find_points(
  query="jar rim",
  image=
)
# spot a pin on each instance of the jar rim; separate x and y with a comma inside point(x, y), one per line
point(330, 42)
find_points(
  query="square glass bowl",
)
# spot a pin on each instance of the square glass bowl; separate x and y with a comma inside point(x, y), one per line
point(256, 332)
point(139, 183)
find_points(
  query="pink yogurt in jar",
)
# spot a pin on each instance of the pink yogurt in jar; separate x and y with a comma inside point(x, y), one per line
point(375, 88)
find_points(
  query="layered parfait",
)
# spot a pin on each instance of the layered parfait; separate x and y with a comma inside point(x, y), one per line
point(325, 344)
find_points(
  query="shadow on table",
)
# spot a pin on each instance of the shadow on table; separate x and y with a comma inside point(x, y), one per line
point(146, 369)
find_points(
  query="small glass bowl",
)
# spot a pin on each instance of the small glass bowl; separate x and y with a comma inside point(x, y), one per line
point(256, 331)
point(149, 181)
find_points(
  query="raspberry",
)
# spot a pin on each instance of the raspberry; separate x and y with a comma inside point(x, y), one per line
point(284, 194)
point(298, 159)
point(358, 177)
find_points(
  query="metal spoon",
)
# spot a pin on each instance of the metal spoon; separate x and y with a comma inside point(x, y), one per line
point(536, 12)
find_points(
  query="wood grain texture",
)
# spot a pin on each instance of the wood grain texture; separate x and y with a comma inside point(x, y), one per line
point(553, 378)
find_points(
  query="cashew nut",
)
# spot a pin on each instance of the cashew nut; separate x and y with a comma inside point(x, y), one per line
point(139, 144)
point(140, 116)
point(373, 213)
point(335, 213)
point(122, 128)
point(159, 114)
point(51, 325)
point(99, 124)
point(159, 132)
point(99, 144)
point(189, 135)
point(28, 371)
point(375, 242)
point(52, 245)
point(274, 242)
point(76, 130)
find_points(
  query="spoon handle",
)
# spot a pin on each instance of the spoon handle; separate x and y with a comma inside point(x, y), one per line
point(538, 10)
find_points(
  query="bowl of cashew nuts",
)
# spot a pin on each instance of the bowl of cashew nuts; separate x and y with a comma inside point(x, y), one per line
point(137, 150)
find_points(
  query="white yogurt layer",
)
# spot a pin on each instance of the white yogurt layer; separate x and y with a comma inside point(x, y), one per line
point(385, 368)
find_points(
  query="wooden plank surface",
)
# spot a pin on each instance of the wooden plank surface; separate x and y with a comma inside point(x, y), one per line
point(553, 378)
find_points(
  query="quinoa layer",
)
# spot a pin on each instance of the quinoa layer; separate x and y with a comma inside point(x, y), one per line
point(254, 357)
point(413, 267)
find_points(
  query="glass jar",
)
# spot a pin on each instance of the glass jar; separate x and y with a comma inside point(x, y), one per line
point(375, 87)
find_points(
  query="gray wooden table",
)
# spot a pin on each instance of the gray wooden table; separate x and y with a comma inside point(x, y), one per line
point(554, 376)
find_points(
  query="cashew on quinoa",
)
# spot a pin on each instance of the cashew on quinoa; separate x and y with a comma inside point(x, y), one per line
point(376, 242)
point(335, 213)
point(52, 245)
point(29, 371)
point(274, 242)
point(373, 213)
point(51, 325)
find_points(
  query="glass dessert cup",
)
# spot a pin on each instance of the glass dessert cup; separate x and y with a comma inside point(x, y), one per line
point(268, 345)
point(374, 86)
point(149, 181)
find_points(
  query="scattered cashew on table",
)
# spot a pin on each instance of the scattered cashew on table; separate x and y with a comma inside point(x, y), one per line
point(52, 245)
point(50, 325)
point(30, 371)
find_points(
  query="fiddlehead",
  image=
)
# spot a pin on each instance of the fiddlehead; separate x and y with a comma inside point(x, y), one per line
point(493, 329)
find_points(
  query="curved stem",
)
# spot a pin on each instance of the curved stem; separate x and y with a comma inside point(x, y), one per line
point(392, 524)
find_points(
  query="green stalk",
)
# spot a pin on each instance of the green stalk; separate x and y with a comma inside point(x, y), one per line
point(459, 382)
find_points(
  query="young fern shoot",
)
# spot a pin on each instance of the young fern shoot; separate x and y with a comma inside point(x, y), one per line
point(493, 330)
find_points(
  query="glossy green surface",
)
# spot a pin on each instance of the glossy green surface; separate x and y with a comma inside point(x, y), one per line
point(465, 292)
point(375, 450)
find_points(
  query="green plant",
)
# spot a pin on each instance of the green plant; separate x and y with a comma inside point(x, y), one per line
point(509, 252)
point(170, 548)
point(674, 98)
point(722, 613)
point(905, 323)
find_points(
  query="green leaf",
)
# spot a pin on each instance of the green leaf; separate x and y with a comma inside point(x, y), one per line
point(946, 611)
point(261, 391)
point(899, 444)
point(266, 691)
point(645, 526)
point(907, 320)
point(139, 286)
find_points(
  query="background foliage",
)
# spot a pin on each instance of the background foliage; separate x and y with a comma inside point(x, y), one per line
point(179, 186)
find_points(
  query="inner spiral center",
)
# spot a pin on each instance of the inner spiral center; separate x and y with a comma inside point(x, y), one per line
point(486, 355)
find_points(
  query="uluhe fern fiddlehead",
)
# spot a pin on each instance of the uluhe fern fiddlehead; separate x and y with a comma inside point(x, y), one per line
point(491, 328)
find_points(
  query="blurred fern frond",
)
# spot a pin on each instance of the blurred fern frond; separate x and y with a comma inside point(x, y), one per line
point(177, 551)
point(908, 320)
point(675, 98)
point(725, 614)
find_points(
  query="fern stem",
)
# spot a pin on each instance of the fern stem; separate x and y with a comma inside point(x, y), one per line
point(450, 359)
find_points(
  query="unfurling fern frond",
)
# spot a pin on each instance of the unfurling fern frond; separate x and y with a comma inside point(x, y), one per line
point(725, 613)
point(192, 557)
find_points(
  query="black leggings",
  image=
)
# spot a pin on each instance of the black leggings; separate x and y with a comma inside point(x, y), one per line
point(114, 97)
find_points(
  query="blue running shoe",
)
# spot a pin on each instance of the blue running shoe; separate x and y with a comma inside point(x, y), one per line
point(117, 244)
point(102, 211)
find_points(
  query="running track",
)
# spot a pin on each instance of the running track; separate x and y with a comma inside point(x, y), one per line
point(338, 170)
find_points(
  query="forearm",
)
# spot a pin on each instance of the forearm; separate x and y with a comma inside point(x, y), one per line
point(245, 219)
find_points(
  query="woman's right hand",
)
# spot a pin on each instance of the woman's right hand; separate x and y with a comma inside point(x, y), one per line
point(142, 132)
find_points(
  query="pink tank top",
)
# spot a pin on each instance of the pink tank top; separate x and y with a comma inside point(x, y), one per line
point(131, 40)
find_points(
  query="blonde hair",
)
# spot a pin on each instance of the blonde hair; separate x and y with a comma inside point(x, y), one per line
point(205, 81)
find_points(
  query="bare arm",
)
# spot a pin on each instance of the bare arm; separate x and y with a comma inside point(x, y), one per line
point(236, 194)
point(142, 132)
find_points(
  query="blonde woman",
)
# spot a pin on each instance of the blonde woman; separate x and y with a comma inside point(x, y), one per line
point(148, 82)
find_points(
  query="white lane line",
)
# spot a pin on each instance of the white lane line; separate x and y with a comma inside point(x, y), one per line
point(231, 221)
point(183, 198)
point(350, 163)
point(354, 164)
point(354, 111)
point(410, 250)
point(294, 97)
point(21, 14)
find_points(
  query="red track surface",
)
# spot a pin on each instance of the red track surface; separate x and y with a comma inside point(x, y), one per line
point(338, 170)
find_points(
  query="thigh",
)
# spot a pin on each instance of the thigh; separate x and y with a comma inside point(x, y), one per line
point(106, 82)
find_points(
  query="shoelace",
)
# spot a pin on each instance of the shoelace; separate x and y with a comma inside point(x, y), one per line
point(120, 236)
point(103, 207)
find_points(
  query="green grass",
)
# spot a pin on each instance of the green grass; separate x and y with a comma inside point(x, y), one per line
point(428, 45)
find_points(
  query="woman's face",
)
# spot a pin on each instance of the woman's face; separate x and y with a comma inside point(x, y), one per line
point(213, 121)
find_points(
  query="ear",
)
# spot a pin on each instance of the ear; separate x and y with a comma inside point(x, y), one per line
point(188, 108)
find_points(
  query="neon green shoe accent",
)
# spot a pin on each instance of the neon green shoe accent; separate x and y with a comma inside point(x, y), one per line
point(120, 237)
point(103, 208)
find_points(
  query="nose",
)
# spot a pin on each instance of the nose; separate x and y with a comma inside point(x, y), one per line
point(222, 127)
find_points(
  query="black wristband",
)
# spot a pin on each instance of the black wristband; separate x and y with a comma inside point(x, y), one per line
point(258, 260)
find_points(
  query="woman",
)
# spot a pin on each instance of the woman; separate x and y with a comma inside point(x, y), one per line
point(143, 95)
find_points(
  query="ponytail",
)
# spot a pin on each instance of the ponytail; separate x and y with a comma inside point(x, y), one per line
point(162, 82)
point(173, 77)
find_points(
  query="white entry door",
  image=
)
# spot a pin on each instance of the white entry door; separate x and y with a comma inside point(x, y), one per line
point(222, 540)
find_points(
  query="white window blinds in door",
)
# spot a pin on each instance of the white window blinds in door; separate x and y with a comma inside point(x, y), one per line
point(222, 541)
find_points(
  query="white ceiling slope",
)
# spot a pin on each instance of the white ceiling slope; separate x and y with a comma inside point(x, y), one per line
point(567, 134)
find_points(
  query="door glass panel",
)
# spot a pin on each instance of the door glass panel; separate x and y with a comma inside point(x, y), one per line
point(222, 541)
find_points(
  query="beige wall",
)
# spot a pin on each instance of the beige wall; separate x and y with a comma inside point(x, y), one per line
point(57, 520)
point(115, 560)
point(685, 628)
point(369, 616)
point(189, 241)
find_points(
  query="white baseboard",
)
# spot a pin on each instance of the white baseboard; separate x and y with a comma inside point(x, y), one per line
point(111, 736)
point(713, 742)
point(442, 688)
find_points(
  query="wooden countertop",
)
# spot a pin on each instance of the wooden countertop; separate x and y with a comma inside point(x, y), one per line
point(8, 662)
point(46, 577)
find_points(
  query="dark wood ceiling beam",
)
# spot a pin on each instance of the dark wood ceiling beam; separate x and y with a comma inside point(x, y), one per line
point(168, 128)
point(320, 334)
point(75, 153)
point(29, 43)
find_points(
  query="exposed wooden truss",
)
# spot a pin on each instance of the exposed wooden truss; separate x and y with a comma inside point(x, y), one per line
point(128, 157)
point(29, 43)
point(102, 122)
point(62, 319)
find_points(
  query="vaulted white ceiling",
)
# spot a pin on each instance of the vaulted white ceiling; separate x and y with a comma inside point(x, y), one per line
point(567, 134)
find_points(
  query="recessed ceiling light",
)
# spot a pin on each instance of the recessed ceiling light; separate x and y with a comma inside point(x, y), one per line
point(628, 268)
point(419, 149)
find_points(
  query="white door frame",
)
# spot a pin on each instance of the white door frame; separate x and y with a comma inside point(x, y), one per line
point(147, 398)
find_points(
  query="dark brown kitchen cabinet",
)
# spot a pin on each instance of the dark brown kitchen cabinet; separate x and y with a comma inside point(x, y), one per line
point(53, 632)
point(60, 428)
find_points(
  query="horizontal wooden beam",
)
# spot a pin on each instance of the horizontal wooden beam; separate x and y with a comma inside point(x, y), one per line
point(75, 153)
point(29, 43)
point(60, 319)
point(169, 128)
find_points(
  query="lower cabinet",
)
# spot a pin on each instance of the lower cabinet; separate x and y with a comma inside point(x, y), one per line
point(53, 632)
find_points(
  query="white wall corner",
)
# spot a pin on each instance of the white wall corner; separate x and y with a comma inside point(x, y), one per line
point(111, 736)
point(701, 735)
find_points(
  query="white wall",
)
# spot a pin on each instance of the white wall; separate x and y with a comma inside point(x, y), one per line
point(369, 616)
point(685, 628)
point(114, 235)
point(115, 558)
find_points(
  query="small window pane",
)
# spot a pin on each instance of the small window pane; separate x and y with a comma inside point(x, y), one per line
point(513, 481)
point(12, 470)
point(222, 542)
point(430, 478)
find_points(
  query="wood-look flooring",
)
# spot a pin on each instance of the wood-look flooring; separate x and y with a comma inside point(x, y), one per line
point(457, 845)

**Brief:** Reproduce the records from their start through the line containing "point(76, 130)", inclusive, with the requests included. Shift every coordinate in the answers by adding -88 to it, and leave the requests and their format samples unchanged.

**Worked answer:**
find_points(
  query="jar rim",
  image=
)
# spot a pin on each instance of the jar rim; separate x and y with a comma inside point(x, y), one per line
point(242, -46)
find_points(
  query="square glass bowl",
)
# spot a pin on each instance of the square glass bowl; separate x and y with a comma inside point(x, y), one per line
point(168, 244)
point(51, 95)
find_points(
  query="pink yogurt in jar",
)
# spot a pin on each instance of the pink yogurt in jar; separate x and y with a comma inside point(x, y), one per line
point(287, 0)
find_points(
  query="layered parfait",
)
# spot a pin on each instance of the layered parfait; separate x and y with a comma inside point(x, y), one per line
point(237, 256)
find_points(
  query="shadow on table",
)
# spot a pin on each instance of the shadow on table; separate x and y with a comma inside point(x, y), one per line
point(58, 281)
find_points(
  query="small glass bowl",
)
# spot a pin on each instance of the small glass bowl; separate x and y with a comma inside point(x, y), one per line
point(168, 243)
point(61, 93)
find_points(
  query="raspberry",
)
# spot a pin on each instance of the raspberry; separate x and y with a comma inside point(x, y), one per line
point(196, 106)
point(210, 71)
point(270, 89)
find_points(
  query="metal spoon",
)
# spot a pin on each instance of the metal spoon; separate x and y with a comma inside point(x, y), one per line
point(448, -76)
find_points(
  query="wood grain texture",
)
# spot a pin on each instance of the wood grain texture; separate x and y with a comma inside point(x, y), one per line
point(465, 290)
find_points(
  query="cashew nut",
)
# spot a pin on each instance of the cashew nut; separate x and y with a comma inside point(x, y), one per line
point(51, 56)
point(52, 28)
point(285, 125)
point(247, 125)
point(34, 40)
point(71, 26)
point(-37, 237)
point(11, 36)
point(71, 44)
point(11, 56)
point(101, 47)
point(-60, 283)
point(287, 154)
point(-36, 157)
point(186, 154)
point(-12, 42)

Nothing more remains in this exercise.